Task instructions >> Render everything from the start of the records down to the line containing "top-left (41, 14), bottom-right (68, 45)", inclusive, as a two-column CSV with the headers text and answer. Give one row per record, put each field in quotation marks, and turn line breaks into spaces.

The data >>
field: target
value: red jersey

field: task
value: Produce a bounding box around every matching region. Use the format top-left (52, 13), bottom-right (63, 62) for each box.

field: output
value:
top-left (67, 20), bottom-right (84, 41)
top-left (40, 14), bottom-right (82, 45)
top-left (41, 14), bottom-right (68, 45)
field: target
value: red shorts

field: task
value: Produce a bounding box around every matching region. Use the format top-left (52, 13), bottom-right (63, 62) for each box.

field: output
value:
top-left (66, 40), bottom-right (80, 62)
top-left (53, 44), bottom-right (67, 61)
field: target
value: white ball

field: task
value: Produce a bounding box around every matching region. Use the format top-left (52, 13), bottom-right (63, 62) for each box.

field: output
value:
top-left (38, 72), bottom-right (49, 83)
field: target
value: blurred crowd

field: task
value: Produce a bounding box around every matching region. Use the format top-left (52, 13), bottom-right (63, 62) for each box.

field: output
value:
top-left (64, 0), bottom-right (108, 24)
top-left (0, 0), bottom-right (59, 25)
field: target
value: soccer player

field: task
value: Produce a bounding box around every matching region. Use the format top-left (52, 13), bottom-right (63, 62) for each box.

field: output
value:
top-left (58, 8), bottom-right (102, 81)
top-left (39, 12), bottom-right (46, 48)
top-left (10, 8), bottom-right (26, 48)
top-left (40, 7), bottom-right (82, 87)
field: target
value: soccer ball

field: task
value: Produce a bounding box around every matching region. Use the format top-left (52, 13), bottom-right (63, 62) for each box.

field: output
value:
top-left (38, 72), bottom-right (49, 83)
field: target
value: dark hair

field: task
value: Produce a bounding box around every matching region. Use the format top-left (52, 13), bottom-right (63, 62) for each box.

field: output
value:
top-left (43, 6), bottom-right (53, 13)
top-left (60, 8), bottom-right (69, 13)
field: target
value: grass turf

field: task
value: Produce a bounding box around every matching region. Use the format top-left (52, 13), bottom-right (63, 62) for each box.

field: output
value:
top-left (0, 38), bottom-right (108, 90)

Final result >>
text,answer
"field: target value: red jersey field: task value: Produce a bounding box around every matching region. Use the format top-left (52, 13), bottom-right (63, 62) for each box. field: output value:","top-left (67, 20), bottom-right (84, 41) top-left (40, 14), bottom-right (82, 45) top-left (41, 14), bottom-right (68, 45)"